### TASK PROMPT
Copy every one of the records below word for word, but leave out the pictures.

### GIVEN RECORDS
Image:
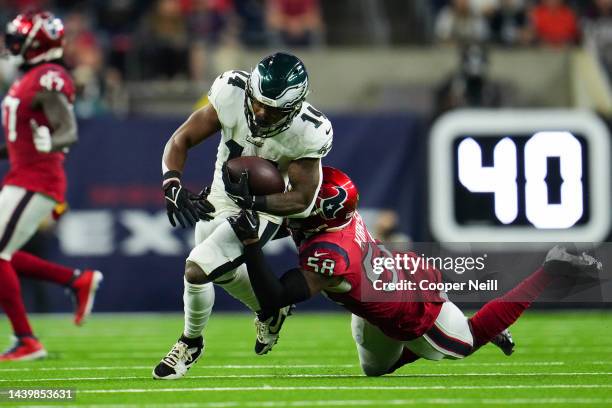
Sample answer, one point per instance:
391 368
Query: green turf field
562 359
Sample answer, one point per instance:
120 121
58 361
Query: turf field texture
561 359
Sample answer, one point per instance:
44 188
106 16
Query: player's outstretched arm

### FULL SOLUTION
Image:
Sample answer, one point per instance:
391 368
Query: green turf field
562 359
Sample answer, one point per instance:
120 121
58 361
Query: turf field texture
561 359
Sample answer, one point per instance:
44 188
106 16
Query: player's outstretched arm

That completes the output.